* [Exercise requirements]
Add 133 to every bounding box coordinate in the answers, then write out the stretch from the start of the rows below through the line containing "left=109, top=66, right=131, bottom=86", with everything else in those lines kept as it is. Leave the picture out of your copy.

* [Input for this task]
┄┄┄┄┄┄┄┄┄┄

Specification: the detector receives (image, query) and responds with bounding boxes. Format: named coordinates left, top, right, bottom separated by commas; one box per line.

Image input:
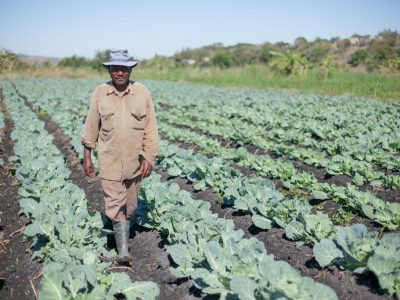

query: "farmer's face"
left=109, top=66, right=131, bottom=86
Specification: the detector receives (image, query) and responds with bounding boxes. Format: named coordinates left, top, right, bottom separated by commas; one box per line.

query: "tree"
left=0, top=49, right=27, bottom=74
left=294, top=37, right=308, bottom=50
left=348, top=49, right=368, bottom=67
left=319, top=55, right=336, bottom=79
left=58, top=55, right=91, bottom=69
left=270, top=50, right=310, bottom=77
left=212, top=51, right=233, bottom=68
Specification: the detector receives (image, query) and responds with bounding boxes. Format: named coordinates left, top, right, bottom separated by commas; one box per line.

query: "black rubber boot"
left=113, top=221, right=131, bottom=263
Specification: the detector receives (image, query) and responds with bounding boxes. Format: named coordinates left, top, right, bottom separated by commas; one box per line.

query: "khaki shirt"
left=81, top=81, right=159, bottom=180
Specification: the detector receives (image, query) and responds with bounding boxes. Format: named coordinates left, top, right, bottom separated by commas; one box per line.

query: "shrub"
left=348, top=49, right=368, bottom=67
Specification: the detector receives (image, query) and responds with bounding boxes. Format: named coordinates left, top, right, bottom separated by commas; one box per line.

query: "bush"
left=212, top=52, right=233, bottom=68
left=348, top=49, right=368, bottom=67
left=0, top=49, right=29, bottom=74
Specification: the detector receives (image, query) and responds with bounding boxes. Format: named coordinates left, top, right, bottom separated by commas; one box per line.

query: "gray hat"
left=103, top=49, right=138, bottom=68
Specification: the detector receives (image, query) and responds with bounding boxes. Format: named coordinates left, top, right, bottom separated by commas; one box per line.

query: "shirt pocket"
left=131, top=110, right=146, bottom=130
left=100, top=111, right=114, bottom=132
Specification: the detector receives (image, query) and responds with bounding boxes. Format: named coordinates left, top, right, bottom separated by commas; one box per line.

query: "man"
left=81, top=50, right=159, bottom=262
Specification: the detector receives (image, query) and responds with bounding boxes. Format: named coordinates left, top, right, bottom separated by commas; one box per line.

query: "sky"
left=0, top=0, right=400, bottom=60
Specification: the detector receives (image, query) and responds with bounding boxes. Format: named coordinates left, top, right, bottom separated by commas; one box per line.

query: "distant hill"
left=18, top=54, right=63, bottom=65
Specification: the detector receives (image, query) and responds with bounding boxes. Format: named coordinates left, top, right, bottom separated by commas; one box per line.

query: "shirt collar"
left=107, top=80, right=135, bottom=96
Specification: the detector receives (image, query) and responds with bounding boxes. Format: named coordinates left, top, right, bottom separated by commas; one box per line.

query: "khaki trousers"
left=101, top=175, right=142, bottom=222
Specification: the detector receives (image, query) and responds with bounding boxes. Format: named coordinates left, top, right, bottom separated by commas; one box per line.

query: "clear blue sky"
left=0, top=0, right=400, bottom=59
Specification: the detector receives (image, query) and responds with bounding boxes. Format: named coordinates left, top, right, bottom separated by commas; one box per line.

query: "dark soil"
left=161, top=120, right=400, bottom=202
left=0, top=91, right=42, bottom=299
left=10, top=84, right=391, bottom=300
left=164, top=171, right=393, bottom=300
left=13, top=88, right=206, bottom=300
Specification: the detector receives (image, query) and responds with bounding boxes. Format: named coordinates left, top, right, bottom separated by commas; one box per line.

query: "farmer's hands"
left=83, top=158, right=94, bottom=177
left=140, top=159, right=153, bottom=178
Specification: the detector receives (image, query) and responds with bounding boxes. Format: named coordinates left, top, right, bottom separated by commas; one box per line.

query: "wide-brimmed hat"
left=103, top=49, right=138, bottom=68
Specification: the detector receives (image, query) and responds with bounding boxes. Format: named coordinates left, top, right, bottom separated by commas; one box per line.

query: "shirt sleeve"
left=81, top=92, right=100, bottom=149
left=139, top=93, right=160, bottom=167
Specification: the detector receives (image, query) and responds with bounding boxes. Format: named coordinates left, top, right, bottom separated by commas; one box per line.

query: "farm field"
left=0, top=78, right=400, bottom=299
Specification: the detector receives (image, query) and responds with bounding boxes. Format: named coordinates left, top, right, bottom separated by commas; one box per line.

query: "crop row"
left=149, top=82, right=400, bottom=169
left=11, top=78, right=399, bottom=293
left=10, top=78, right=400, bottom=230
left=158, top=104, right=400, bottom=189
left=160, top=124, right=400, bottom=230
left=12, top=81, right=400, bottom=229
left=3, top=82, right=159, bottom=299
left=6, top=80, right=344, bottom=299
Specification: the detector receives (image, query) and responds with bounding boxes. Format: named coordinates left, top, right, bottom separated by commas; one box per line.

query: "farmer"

┄┄┄┄┄┄┄┄┄┄

* [Problem solution]
Specification: the detector receives (image, query) and responds with bounding boxes. Format: named coordinates left, top, right, bottom separated by commas; one box per line.

Image input:

query: "farmer's face"
left=242, top=199, right=264, bottom=219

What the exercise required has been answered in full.